[Location annotation dataset excerpts]
--- Start ---

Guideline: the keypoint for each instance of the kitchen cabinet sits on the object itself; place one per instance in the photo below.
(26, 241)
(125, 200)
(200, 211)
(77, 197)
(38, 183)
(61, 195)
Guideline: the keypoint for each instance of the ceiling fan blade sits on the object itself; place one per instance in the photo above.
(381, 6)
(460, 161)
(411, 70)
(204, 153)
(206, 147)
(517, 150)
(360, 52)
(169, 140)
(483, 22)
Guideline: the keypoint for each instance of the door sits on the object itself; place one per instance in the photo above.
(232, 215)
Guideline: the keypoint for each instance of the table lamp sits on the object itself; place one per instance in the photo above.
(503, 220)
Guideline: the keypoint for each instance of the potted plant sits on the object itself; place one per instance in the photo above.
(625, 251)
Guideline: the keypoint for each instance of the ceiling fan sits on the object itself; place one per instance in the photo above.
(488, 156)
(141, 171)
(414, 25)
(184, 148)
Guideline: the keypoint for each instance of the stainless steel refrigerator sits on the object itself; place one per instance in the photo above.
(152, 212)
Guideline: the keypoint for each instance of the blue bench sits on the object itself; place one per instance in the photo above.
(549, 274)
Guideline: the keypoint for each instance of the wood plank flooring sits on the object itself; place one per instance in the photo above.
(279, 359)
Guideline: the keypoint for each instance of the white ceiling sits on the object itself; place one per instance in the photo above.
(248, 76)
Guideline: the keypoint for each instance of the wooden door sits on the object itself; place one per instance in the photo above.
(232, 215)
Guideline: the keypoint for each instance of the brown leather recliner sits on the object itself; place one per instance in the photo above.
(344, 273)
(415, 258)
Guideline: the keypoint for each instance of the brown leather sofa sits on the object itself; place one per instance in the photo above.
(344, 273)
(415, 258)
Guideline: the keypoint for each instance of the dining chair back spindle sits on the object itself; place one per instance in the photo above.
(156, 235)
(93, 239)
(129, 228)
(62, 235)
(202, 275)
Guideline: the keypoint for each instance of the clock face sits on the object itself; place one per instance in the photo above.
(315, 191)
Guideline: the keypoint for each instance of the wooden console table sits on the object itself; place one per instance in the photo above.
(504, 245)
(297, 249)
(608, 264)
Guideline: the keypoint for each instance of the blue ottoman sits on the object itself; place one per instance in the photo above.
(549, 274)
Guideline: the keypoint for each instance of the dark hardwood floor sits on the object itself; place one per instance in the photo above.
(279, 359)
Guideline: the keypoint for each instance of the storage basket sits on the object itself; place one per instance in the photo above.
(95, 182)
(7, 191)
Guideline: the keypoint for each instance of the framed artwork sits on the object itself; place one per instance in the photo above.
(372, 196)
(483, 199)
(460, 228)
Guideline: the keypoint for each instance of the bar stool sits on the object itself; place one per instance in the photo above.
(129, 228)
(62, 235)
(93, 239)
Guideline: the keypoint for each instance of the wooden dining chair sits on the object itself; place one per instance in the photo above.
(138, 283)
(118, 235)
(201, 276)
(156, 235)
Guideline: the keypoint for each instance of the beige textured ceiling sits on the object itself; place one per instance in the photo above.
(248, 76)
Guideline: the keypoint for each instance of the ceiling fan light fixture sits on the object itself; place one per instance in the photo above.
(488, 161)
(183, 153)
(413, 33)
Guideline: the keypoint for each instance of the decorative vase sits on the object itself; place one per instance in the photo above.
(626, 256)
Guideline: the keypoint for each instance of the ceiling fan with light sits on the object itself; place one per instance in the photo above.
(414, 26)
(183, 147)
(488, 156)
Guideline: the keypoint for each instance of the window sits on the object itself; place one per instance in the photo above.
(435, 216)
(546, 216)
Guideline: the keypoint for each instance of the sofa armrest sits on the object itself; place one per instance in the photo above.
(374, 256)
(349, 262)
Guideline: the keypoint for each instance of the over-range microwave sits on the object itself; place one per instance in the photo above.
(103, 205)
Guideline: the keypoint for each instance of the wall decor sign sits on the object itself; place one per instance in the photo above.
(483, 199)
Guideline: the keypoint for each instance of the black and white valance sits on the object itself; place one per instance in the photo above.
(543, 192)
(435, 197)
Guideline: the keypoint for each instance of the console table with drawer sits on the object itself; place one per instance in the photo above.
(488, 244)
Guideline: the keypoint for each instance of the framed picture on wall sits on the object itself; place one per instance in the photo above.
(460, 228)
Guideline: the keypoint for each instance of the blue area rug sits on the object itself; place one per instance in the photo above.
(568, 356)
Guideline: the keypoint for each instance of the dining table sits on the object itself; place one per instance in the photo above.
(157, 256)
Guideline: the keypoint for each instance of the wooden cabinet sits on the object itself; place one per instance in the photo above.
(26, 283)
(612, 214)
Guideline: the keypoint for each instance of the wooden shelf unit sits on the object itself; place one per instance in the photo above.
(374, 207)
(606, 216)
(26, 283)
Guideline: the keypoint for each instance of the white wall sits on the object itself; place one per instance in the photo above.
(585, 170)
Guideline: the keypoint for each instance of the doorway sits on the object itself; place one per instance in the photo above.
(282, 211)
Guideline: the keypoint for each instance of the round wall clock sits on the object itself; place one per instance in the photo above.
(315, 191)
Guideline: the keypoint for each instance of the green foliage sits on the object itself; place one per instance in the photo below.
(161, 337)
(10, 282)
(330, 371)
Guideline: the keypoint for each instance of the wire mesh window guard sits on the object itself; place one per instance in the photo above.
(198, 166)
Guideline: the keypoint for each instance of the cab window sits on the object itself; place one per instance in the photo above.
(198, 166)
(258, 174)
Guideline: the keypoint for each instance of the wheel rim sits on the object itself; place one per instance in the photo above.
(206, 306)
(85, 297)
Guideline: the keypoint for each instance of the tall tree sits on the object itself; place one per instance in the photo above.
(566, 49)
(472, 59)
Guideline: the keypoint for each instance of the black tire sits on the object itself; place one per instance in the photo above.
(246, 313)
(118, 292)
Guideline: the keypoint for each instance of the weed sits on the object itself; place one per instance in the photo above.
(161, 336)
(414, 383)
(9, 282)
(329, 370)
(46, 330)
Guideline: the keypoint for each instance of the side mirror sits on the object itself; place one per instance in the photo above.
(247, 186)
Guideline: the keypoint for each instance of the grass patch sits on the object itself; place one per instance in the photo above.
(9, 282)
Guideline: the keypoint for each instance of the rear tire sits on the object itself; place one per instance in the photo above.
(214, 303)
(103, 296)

--- End ---

* **What is being asked**
Print the records once more, exactly as they were given.

* **Response to this exercise**
Guideline: the keypoint for each instance of the kitchen cabinet sits on the object itself; place one per instance in the photo below.
(26, 241)
(125, 200)
(200, 211)
(77, 197)
(38, 183)
(61, 195)
Guideline: the keypoint for each instance of the ceiling fan blade sits on the object itself; place one per instance in the photo above.
(381, 6)
(460, 161)
(411, 70)
(204, 153)
(206, 147)
(517, 150)
(360, 52)
(169, 140)
(483, 22)
Guideline: the keypoint for each instance of the door sits on the object itself; place one per instance in the photo above.
(232, 215)
Guideline: the keypoint for each instance of the table lamp sits on the object itself; place one per instance in the photo above.
(503, 220)
Guideline: the keypoint for each instance of the potted plant sits on the object itself; place one per instance in the photo above.
(625, 251)
Guideline: the keypoint for each instance of the ceiling fan sits on the object itself; place one per instance in the photo above.
(488, 156)
(141, 171)
(414, 25)
(184, 148)
Guideline: the keypoint for each instance of the stainless steel refrigerator sits on the object itself; place one per instance in the photo above.
(152, 212)
Guideline: the keypoint for each instance of the blue bench sits on the object itself; place one per instance in the photo above.
(549, 274)
Guideline: the keypoint for each instance of the wood plank flooring sits on the object itself; place one per instance in the photo above.
(279, 359)
Guideline: the keypoint for each instance of the white ceiling sits on the object itself; place one per instance in the photo above.
(248, 76)
Guideline: the keypoint for each instance of the wooden door sits on the object itself; place one per instance in the photo above.
(232, 215)
Guideline: the keypoint for each instance of the brown leather recliner sits on the object itself; place one per instance in the photo above.
(344, 273)
(415, 258)
Guideline: the keypoint for each instance of the brown leather sofa sits on the object itself; place one per instance in the photo above.
(344, 273)
(415, 258)
Guideline: the keypoint for each instance of the dining chair back spindle sits on the object itself; place one per instance in the photo above.
(156, 235)
(93, 239)
(129, 228)
(62, 235)
(202, 275)
Guideline: the keypoint for each instance of the clock face sits on the object itself; place one per instance in the photo above.
(315, 191)
Guideline: the keypoint for each instance of the wooden console table sits on the object itself; place one per instance in the photo above.
(504, 245)
(297, 249)
(608, 264)
Guideline: the keypoint for each instance of the blue ottoman sits on the object itself; place one per instance in the photo above.
(549, 274)
Guideline: the keypoint for each instance of the dark hardwood floor sits on the object itself; place one per instance in the photo above.
(279, 359)
Guideline: the keypoint for each instance of the storage basket sits on the object itself; place one per instance in the photo above.
(95, 182)
(7, 191)
Guideline: the keypoint for each instance of the framed artwork sits on the object itself; place one per instance in the photo above.
(372, 196)
(483, 199)
(460, 228)
Guideline: the keypoint for each instance of the bar stool sits on the object itself; place one per instance in the photo above.
(129, 228)
(62, 235)
(93, 239)
Guideline: the keypoint for each instance of the wooden dining chair sits on the object itself; place one per instance in the photo above.
(138, 283)
(118, 235)
(201, 276)
(156, 235)
Guideline: the keypoint for each instance of the beige textured ceiling sits on the object itself; place one per instance in the photo above.
(248, 76)
Guideline: the keypoint for each instance of the ceiling fan light fixture sits on the object itself; place one per instance in the photo above.
(488, 161)
(183, 153)
(413, 33)
Guideline: the keypoint for each instance of the decorative vase sits on the object itself; place one per instance in the photo above.
(626, 256)
Guideline: the keypoint for each instance of the ceiling fan with light sits on the object itself; place one per instance in the photo above.
(414, 26)
(183, 147)
(488, 156)
Guideline: the keypoint for each instance of the window sits on the object itself; place one per instance in the photo above.
(435, 216)
(546, 216)
Guideline: the keypoint for each instance of the sofa armrest sits on the object itself; place one per instance in the photo above.
(374, 256)
(349, 262)
Guideline: the keypoint for each instance of the over-range microwave sits on the object itself; place one per instance in the photo above.
(103, 205)
Guideline: the keypoint for each instance of the wall decor sign sits on the object itself; place one per instance in the photo above.
(483, 199)
Guideline: the keypoint for each instance of the black and white valance sits on the object itself; place one per instance in the photo above.
(543, 192)
(435, 197)
Guideline: the keypoint for each instance of the console table with drawer sits on the object itself; place one per instance in the photo above.
(488, 244)
Guideline: the keypoint for each instance of the framed picture on wall sits on the object itself; place one per instance in the photo above.
(460, 228)
Guideline: the keypoint for each instance of the blue area rug sits on the object itself; place one per instance in the photo above.
(568, 356)
Guideline: the keypoint for each instance of the dining table sits on the object itself; place one per instance in the photo above.
(157, 256)
Guideline: the keypoint for each instance of the wooden cabinet sits on the object itself; place one per instance in the photo above.
(26, 283)
(612, 214)
Guideline: the keypoint for each instance of the wooden shelf unit sits on the object itself; place one per instance in the photo above.
(374, 207)
(606, 216)
(26, 283)
Guideline: the keypoint for each instance of the white wall sits on the object itself; place one per instance in the photo above.
(585, 170)
Guideline: the keypoint for each instance of the doorway sits on the object itself; place one per instance in the photo above.
(282, 211)
Guideline: the keypoint for each instance of the round wall clock sits on the object itself; place one per instance in the photo above.
(315, 191)
Guideline: the keypoint for each instance of the green foliage sits on the object itself; place one per instance in the photo below.
(161, 337)
(10, 282)
(330, 371)
Guideline: the keypoint for each instance of the wire mesh window guard sits on the object itself; place one per instance in the photo above.
(198, 166)
Guideline: the keypoint for each instance of the cab window sits on the object itself; place one per instance in the photo above.
(198, 166)
(258, 174)
Guideline: the keypoint for each instance of the wheel rim sits on the object itself; place one per instance in the photo above.
(206, 306)
(85, 297)
Guideline: the keypoint for each instance of the tall tree sits on the object itself; place one per instance in the photo above.
(566, 49)
(472, 59)
Guideline: the keypoint for each instance of the black tire sits on the object itself; place one per instance in the photo above.
(246, 313)
(118, 292)
Guideline: the keypoint for each instance of the weed sits on the object itself; place one per instance in the photo above.
(161, 336)
(414, 383)
(9, 282)
(329, 370)
(46, 330)
Guideline: the keypoint for each instance of the side mirror sits on the object itself; place one per instance in the photo above.
(247, 186)
Guideline: the keypoint for each instance of the grass patch sits on the object itself; place one per instance in the photo above.
(9, 282)
Guideline: the keypoint for each instance of the rear tire sits on the object itself; place one per instance in the photo above.
(214, 303)
(103, 296)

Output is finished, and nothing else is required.